Selection |
US-Iran Treaty Can Send Oil to $40

While the world is distracted by the unending Greek saga (will it or won’t it leave the euro?) and the epic Chinese stock-market meltdown(and manipulation), something really important is going on. Three words sum it up: Iran and oil.

Negotiators have reached a deal with Iran to constrain its nuclear arms program. Despite the pessimism and outright fear-mongering, an agreement has been reached.

Don’t let China’s stock market and Greece’s debt melodrama distract you from paying attention to this issue — now that this deal is all butconsummated, the repercussions are potentially enormous.

The agreement to end 13 years of sanctions against Iran over its nuclear aspirations is likely to be the defining foreign policy achievement of the Obama administration. Iran had opportunistically pursued its nuclear ambitions after 9/11, accelerating the program once its biggest regional enemy, Saddam Hussein, was removed by the U.S. military invasion.

Normalizing relations between one of the largest military powers in the Middle East and the major powers of the West is a huge, game-changing event. Iran’s ruling party wants access to global markets, technology and capital; Iranian youth would like to access to Western consumer goods, culture and most of all, the Internet. How much any of these become part of the end result of a deal has yet to be determined.

What is perhaps most fascinating about this deal is the role and ambitions of China and Russia.

China’s motives are more obvious: It would like to blunt the projection of U.S. military power around the world, disengagement of the U.S. from Middle East politics and — most of all — a reduction of geopolitical tensions that tend to raise oil prices.

Russia’s interests are more complex, since it benefits from higher oil prices. Putting Iran’s huge oil production back on the market could exacerbate today’s global crude glut. Speculation that this will happen has already helped push down the price of oil, which has fallen by about a third in the past 12 months. Further signs of a Chinese economic slowdown also are weighing on crude prices.

Given the current situation, including sanctions against Russia for its role in destabilizing eastern Ukraine, one has to wonder what advantage there is for Vladimir Putin & Co. if Iranian oil begins to flow freely to the global market.

Data provided |
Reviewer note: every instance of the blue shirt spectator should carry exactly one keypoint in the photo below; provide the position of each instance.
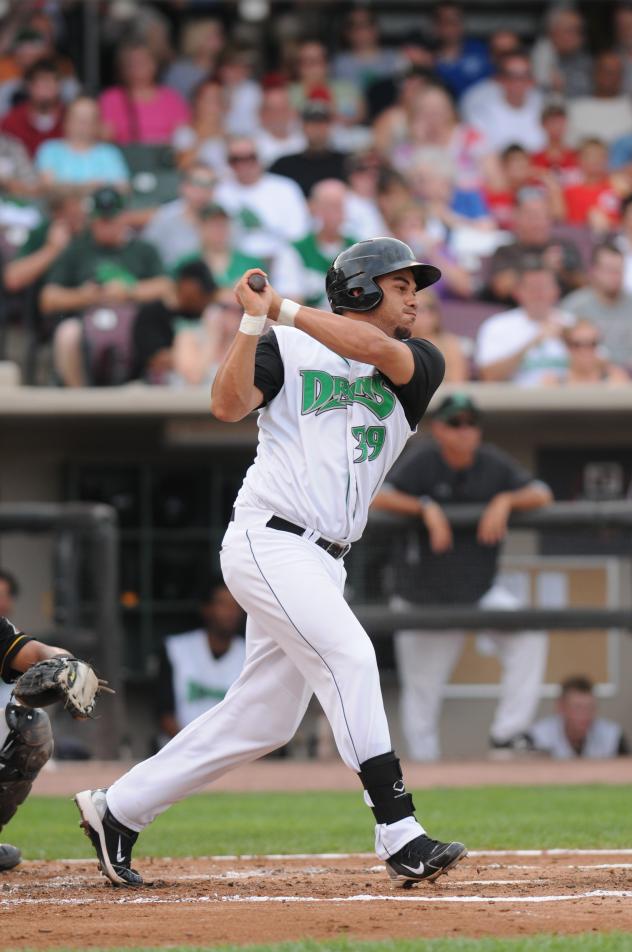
(79, 158)
(460, 61)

Exercise objective | Repeat word for word the passage of the Iran oil article that begins at the words "China’s motives are" and stops after "the global market.".

Result |
China’s motives are more obvious: It would like to blunt the projection of U.S. military power around the world, disengagement of the U.S. from Middle East politics and — most of all — a reduction of geopolitical tensions that tend to raise oil prices.

Russia’s interests are more complex, since it benefits from higher oil prices. Putting Iran’s huge oil production back on the market could exacerbate today’s global crude glut. Speculation that this will happen has already helped push down the price of oil, which has fallen by about a third in the past 12 months. Further signs of a Chinese economic slowdown also are weighing on crude prices.

Given the current situation, including sanctions against Russia for its role in destabilizing eastern Ukraine, one has to wonder what advantage there is for Vladimir Putin & Co. if Iranian oil begins to flow freely to the global market.